_YOUR ASSIGNMENT_. Which lines below include "beach"? Copy them all.

_DATA SUPPLIED_.
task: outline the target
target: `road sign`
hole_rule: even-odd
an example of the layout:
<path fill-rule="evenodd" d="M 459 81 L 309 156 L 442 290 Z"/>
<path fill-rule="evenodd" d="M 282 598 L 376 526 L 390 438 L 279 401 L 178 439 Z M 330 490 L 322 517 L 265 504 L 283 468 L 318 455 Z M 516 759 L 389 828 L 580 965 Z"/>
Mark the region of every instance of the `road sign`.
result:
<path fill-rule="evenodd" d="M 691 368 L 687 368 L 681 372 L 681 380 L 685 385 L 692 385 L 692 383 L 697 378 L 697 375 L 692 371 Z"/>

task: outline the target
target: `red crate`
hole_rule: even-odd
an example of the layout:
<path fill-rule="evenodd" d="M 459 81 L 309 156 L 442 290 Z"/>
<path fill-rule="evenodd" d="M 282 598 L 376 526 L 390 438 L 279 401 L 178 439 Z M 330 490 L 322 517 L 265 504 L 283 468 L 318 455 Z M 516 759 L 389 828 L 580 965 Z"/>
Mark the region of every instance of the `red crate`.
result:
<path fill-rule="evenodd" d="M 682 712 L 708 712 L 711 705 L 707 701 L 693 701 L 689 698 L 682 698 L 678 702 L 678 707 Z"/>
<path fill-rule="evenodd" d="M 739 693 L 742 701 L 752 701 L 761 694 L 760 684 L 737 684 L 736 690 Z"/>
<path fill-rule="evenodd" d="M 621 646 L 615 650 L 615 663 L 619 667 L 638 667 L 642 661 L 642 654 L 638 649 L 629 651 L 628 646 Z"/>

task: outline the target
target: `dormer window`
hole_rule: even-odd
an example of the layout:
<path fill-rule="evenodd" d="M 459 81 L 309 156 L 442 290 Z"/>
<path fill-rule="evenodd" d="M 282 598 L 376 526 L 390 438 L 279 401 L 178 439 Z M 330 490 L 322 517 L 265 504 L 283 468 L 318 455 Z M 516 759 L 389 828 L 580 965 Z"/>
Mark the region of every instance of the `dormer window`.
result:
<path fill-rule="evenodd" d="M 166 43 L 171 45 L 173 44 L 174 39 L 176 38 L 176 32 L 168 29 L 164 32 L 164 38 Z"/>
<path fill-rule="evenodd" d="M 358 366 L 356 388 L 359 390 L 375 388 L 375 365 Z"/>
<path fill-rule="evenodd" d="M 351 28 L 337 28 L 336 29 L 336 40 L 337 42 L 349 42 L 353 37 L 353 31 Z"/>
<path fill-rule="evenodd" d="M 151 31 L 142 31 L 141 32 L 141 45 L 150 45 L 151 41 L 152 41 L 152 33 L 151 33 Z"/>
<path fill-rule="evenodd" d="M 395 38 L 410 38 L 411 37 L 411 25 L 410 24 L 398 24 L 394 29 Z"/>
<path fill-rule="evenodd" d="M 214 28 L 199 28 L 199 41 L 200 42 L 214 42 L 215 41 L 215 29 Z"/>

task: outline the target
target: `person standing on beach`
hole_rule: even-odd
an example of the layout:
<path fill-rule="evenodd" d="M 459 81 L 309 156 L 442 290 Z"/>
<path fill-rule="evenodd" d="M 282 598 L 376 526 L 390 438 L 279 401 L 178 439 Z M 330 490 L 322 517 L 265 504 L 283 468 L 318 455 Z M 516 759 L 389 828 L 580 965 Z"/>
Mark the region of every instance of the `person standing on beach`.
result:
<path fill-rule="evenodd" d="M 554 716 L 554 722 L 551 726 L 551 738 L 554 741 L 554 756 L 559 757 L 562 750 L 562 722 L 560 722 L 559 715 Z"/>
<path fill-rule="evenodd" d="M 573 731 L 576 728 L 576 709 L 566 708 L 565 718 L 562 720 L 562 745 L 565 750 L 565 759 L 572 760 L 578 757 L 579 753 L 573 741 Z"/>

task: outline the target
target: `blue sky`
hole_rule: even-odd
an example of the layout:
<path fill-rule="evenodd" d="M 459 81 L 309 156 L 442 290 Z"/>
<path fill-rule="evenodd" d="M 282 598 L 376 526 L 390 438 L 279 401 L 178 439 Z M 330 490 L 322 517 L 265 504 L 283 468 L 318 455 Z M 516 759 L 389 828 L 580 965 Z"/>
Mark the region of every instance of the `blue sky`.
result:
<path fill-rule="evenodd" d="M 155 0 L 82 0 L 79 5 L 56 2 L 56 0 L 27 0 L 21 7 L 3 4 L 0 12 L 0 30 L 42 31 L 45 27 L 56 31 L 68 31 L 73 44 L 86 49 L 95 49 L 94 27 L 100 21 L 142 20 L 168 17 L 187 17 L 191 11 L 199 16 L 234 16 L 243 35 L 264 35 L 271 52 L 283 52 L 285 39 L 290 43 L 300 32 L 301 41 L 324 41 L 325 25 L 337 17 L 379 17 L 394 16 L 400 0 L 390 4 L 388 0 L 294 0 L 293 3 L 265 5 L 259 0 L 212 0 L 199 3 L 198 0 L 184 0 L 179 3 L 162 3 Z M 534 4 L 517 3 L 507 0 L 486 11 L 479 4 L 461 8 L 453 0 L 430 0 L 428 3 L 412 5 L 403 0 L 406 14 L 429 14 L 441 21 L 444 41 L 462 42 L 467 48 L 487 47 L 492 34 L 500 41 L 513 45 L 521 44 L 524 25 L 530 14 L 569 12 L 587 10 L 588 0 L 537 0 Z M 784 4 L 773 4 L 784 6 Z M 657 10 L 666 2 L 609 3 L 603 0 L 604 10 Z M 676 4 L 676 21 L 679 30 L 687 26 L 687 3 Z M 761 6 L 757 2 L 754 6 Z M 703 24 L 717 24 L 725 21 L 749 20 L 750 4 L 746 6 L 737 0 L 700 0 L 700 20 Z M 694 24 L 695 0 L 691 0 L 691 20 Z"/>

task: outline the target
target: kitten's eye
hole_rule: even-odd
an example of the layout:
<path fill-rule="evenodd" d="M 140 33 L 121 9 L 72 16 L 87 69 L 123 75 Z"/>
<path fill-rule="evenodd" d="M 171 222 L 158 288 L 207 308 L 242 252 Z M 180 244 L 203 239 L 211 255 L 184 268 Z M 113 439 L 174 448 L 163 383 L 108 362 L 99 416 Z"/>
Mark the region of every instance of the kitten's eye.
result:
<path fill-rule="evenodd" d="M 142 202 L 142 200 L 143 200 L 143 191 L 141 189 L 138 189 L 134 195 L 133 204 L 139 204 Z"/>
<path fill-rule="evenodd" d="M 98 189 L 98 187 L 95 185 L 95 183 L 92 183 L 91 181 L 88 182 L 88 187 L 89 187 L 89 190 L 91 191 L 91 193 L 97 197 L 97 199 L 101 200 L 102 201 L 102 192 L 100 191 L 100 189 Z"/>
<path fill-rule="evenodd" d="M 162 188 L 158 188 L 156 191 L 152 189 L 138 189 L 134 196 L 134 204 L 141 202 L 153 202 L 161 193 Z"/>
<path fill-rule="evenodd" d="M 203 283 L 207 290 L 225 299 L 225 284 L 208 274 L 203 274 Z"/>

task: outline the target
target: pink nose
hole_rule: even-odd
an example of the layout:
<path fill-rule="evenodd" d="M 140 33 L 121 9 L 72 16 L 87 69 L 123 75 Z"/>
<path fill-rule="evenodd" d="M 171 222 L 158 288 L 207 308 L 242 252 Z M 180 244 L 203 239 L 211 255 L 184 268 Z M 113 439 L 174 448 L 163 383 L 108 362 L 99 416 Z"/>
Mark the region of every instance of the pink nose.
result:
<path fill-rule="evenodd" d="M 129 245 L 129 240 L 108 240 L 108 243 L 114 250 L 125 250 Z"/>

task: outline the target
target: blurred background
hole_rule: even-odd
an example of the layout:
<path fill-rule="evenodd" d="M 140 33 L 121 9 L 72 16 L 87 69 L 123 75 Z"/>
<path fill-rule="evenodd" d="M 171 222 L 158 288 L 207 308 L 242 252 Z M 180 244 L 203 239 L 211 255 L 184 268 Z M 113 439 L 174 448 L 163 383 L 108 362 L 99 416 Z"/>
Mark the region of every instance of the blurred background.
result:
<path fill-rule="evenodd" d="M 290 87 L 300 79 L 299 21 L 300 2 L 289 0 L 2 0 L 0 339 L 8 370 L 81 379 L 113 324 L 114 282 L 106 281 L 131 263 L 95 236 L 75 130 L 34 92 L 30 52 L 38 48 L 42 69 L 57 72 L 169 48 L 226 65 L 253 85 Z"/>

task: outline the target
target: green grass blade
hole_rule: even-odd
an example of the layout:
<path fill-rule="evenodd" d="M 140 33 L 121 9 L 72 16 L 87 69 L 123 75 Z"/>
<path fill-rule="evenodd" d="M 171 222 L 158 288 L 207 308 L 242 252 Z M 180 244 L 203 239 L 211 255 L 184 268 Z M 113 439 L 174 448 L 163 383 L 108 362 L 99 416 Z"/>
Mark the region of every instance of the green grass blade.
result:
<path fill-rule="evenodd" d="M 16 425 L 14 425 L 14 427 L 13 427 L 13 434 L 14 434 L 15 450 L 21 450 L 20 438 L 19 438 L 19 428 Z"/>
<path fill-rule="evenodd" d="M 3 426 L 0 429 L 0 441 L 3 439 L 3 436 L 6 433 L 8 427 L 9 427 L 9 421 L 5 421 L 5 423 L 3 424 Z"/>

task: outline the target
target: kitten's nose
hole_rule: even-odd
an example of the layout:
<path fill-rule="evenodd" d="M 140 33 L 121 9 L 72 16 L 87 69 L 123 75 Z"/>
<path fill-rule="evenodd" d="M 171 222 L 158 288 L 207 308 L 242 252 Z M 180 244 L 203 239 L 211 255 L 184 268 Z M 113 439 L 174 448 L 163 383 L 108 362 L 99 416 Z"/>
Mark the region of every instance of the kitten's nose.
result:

_SOLUTION FOR THIS PROBLEM_.
target: `person standing on beach`
Mark the region of every instance of the `person standing on beach`.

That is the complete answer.